Text shown:

>> START

Take Action: Give Flake A Break

A number of hammerheads are not currently adequately protected from fishing under Australia’s nature laws, the Environment Protection and Biodiversity Conservation Act 1999 (EPBC Act);

Scalloped hammerheads: despite low numbers which indicate they qualify for an ‘Endangered’ listing, they are listed under the ‘Conservation Dependent’ category. ‘Conservation Dependent’ is an odd category created specifically for fish which means commercial fishing can continue. It seemingly protects the interests of the commercial fishing industry by allowing continued fishing of threatened species, if a plan to manage the capture is in place. Under this category, 78 tonnes of hammerhead sharks can be caught in the Great Barrier Reef, more than in any other part of Australia.

Great and smooth hammerheads, and winghead sharks: are not listed and thus have no protection under the EPBC Act. However, Great and scalloped hammerheads are already listed as threatened species in NSW and it is illegal to fish for them in NSW state waters (5).

From a global perspective, the IUCN Red List, an international body that assesses the conservation status of wildlife, lists great and scalloped hammerheads as critically endangered, wingheads as endangered, and smooth hammerheads as vulnerable (3, 4). This shows why Australia is a ‘life-boat’ for these species and we must do all we can to ensure their safety in our waters.

There is concern that the number of hammerhead sharks killed in fishing is under-reported in fishing records, so we do not know how severe the issue really is - it could be worse than we imagine. Historically, fishery reports have only reported the number of ‘hammerheads’ caught, rather than giving the numbers of each species caught. This means there is limited information on the actual number of each of these threatened species caught in Australian waters.

International trade in these species is regulated by the Convention on International Trade in Endangered Species of Wild Fauna and Flora (CITES) convention. Any trade of CITES listed species must conform to a Non-Detriment Finding (NDF) which contains management guidelines to ensure the species survival is not threatened by trade. An NDF is a decision and report made by the Federal Government using information provided by an independent and objective scientific assessment of CITES listed species.

>> END

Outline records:
>> START

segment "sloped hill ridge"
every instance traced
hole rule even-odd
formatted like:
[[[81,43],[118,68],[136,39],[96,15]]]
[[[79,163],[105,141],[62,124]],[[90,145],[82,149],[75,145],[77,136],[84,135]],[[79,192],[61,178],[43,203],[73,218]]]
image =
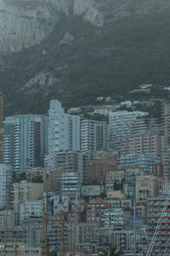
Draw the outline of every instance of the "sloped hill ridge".
[[[7,113],[43,112],[52,97],[80,105],[168,83],[169,14],[167,0],[2,0]]]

>> END

Written instruction A:
Answer these questions from the hammerhead protection text:
(i) How many tonnes of hammerhead sharks can be caught in the Great Barrier Reef under the 'Conservation Dependent' category?
(ii) How does the IUCN Red List classify smooth hammerheads?
(iii) Instead of giving numbers for each species, what have fishery reports historically recorded?
Written instruction B:
Write the next part of the hammerhead protection text, picking up after its last sentence.

Exercise answer A:
(i) 78 tonnes.
(ii) Vulnerable.
(iii) Only the number of 'hammerheads' caught.

Exercise answer B:
AMCS questions the findings in the NDF report that the current levels of hammerhead harvest are sustainable and instead recommends a more precautionary approach that restricts catch and prohibits export in light of:
- The lack of scientific data on population numbers, population range and impacts from outside Australian waters.
- Uncertainty around the numbers of hammerheads currently killed in Australian fisheries due to lack of reporting to species level, lack of bycatch reporting and possible illegal and unreported fishing.
The globally critically endangered (endangered in Australian waters) or vulnerable conservation status of the species, including in Australian waters (6)
- The life history characteristic of hammerheads (long lived, late maturing with few offspring) making them slow to recover from excessive fishing pressure.

As of November 2022, all hammerhead species were listed under CITES Appendix II. Furthermore, the scalloped hammerhead is currently being reviewed by the Australian Government for an escalation in listing to Endangered under the EPBC Act. Both of these factors will likely result in the Australian Government reassessing an NDF for all hammerhead species in 2024.

Hammerhead sharks are also threatened by culling through lethal shark control programs in QLD and NSW. Over six years (2012-2018), 592 hammerheads were culled, at an average of 99 per year (7). Hammerhead sharks have never been involved in a fatal incident.

Since 1937 in NSW and 1962 in QLD, lethal shark control programs have been carried out each year using either nets or drumlines. These methods are outdated and ineffective: since 2006 there have been two fatal shark bites at drumlined and netted beaches in QLD (2006 and 2020) (8). In NSW, there have been 24 unprovoked bites, including 1 fatality, at netted beaches (9).

AMCS will continue to advocate for policy change to better protect these magnificent, yet often misunderstood species. Some positive steps forward include listing of all hammerhead species, including endangered scalloped and great hammerheads, as ‘no-take’ in Queensland’s waters. This adds to the existing no-take rules in New South Wales, protecting them from targeted fishing for flesh and fins. 

The removal of Gillnets from the GBR is another major step forwards for species’ recoveries; the majority of gillnets will be removed at the end of 2023, saving around 50% of sharks caught per year in the Reef (or 150t of endangered hammerheads!). Removal of gillnets is a crucial reprieve for hammerheads on the east coast, and a major boost to their ability to recover in numbers. New Net Free Zones have also been proposed in the Gulf of Carpentaria.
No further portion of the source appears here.